When scanning the data, count every line with "below" in it, and report only the resulting number.

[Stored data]
%%

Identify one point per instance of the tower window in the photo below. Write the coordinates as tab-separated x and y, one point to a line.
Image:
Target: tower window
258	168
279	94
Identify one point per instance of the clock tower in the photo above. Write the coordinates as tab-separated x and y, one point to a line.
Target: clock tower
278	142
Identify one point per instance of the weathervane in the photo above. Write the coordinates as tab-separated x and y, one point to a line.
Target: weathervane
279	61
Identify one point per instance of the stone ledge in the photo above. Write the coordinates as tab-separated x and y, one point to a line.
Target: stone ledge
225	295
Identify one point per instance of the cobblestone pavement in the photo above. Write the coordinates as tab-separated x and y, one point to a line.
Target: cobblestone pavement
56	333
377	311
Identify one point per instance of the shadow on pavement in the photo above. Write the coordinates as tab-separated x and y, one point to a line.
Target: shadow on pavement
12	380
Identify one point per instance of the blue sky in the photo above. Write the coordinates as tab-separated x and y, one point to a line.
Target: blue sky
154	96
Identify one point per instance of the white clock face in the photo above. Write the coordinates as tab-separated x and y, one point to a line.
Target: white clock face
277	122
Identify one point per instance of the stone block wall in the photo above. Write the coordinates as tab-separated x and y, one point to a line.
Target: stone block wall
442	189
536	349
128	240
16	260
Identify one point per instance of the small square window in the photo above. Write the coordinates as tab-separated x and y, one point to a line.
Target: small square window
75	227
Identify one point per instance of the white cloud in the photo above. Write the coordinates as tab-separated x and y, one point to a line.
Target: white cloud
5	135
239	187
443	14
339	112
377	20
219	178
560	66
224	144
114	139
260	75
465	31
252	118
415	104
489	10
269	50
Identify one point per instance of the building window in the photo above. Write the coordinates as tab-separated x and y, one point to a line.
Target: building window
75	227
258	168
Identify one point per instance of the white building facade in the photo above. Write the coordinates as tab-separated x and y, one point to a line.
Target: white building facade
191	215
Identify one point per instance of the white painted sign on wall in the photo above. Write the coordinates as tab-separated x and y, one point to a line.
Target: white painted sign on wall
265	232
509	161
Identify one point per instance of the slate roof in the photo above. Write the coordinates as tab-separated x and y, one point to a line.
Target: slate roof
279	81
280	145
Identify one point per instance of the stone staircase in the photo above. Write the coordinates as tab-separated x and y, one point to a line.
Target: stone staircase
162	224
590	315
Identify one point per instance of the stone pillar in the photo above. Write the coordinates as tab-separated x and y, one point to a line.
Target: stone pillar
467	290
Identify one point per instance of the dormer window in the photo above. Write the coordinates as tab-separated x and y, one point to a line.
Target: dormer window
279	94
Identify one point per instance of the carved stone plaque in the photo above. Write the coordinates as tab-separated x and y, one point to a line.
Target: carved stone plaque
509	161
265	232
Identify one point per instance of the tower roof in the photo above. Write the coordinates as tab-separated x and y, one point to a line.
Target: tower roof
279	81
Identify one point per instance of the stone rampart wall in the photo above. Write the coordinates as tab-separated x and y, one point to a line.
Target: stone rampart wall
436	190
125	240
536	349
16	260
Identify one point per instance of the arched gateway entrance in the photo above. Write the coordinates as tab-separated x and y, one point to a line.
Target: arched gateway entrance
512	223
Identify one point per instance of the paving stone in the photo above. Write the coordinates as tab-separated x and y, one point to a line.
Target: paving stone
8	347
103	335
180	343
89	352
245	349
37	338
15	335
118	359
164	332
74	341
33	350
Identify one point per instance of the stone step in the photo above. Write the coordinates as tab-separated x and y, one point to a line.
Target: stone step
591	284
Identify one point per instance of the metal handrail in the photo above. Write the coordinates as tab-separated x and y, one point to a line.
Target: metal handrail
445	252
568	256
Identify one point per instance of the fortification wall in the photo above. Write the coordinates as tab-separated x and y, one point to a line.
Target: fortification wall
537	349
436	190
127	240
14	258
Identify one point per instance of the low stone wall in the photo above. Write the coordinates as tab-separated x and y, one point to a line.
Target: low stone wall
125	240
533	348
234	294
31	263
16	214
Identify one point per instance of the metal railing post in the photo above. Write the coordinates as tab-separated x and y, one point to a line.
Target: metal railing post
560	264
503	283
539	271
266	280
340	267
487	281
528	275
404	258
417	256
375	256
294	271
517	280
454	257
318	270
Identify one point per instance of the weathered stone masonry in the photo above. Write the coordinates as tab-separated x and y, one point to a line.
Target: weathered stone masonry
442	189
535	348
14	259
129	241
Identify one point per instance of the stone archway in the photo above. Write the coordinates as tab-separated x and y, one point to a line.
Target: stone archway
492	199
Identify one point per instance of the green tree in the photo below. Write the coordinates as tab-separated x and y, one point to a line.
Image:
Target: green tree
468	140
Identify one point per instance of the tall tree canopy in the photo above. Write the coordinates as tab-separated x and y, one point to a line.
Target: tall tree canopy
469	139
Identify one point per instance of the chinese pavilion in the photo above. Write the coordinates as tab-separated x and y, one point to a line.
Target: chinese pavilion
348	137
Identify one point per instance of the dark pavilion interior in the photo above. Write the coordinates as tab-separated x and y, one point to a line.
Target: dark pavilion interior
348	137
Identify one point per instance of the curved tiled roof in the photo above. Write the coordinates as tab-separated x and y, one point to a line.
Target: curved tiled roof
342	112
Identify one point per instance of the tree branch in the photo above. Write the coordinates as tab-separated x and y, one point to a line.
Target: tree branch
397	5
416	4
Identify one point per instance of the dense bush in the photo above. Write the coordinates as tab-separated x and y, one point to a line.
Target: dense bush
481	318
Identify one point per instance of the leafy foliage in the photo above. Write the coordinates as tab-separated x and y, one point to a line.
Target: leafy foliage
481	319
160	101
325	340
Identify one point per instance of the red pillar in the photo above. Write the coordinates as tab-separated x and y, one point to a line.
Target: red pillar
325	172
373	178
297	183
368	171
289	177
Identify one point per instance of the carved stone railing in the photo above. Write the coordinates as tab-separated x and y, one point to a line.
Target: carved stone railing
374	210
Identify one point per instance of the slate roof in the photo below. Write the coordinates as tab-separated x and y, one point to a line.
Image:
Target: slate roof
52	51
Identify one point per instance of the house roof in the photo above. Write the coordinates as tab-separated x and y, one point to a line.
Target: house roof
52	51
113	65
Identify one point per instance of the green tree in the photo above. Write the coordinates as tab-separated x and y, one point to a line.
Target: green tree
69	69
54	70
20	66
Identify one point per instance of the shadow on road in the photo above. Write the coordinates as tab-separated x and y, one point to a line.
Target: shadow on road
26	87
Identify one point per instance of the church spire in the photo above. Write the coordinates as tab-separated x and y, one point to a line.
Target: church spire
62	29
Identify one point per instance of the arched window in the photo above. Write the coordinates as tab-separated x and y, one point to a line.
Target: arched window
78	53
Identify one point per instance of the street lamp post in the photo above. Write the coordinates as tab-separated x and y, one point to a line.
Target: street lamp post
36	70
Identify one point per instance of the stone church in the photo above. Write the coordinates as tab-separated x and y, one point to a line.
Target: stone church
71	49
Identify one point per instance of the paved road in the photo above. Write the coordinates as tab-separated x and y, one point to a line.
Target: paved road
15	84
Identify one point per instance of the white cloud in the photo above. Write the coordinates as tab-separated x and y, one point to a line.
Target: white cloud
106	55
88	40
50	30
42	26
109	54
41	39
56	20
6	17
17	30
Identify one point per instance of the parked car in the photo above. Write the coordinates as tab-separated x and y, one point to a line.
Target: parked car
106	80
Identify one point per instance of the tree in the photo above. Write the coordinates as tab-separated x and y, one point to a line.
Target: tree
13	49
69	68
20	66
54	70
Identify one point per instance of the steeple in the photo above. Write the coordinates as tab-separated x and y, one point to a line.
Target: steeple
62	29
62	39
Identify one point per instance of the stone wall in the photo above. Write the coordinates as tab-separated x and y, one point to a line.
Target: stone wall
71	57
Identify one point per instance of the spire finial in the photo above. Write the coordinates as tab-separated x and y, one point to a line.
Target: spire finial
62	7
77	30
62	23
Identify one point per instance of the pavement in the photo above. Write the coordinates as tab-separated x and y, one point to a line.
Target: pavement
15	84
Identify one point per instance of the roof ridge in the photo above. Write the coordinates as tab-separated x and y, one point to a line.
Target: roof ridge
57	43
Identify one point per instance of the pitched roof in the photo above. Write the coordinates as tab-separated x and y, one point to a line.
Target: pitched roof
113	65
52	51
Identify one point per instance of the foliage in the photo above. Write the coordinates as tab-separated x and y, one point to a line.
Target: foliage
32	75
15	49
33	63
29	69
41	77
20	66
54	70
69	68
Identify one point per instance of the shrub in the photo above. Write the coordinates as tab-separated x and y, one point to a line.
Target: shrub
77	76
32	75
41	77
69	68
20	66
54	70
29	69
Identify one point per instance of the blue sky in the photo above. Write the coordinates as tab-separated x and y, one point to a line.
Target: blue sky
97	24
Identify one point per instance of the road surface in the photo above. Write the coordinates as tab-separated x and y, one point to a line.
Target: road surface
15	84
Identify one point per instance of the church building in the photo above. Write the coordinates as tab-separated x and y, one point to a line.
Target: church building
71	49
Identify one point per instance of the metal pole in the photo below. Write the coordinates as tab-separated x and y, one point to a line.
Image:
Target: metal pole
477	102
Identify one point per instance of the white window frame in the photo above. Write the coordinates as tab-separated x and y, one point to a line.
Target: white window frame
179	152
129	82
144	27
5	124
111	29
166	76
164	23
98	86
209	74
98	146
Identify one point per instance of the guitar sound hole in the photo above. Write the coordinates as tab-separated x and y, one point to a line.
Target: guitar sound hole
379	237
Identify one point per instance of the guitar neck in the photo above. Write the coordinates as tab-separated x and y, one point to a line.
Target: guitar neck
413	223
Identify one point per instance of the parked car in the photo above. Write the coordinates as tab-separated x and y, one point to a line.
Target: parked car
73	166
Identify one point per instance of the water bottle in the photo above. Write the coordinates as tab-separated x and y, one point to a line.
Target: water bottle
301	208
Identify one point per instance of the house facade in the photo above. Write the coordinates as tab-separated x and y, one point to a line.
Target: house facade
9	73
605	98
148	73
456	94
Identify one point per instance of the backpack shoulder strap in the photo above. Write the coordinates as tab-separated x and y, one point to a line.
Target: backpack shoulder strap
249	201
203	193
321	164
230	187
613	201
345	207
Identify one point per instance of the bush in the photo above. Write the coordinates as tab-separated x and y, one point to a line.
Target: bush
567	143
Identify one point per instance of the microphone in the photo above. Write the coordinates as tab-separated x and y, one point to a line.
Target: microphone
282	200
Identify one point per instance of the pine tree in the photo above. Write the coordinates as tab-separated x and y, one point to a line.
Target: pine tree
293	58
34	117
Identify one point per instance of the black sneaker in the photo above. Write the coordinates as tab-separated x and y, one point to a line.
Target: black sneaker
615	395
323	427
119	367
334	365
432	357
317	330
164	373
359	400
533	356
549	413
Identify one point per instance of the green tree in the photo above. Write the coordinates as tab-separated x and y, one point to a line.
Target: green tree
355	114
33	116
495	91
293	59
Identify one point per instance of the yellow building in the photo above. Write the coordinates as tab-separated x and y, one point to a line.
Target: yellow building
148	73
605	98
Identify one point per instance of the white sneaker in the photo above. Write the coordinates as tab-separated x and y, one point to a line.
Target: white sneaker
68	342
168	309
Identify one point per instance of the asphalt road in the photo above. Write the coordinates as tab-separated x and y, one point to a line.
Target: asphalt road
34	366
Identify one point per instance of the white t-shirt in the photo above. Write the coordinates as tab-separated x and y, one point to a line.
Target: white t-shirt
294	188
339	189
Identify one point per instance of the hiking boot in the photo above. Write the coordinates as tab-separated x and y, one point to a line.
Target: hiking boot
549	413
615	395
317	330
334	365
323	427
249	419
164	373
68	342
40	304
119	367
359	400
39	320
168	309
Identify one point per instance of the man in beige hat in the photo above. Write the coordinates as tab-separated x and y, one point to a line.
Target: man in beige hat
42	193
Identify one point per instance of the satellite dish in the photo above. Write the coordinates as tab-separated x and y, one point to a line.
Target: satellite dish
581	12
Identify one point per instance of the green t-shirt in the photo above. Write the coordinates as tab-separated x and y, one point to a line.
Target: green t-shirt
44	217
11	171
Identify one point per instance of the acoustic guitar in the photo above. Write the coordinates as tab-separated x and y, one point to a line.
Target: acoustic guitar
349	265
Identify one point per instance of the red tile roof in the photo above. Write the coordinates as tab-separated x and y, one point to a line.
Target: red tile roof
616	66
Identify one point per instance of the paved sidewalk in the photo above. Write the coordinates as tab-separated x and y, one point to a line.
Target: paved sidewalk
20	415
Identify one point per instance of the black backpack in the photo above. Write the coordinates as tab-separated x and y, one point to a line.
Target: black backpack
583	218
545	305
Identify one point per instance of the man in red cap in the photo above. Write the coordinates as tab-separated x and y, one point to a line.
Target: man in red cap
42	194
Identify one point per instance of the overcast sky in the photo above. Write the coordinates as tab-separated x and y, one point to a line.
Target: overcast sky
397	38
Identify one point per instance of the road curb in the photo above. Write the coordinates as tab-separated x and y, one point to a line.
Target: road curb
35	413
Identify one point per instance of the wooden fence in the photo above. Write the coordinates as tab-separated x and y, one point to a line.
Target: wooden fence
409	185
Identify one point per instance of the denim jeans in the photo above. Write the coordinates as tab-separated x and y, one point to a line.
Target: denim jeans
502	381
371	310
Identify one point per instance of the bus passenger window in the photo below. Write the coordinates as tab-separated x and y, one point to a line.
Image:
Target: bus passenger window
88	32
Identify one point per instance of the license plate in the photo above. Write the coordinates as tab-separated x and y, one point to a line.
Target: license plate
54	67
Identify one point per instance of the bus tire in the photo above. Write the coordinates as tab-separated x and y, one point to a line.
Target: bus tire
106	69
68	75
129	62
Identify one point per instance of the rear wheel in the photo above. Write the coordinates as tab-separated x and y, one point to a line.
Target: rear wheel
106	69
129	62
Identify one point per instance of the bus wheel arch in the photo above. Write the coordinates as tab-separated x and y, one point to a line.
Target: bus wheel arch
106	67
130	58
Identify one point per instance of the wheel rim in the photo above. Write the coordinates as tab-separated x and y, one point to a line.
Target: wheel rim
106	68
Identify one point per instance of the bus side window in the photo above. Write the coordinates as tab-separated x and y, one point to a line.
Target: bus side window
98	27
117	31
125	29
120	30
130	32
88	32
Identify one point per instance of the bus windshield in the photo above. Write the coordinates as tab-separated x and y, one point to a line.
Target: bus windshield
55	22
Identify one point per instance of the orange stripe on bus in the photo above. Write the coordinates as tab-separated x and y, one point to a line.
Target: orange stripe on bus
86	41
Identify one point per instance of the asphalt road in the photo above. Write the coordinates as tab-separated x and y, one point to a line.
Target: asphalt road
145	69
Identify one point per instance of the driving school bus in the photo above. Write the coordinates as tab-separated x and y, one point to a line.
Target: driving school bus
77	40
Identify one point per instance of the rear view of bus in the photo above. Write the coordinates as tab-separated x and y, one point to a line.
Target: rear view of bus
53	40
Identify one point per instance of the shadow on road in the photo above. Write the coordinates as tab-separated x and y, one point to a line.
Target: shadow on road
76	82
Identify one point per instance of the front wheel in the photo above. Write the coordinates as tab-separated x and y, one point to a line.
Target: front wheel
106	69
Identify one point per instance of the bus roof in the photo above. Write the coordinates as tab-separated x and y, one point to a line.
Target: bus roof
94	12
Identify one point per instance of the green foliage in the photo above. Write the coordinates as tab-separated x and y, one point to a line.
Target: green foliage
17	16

%%

TASK SOLUTION: 5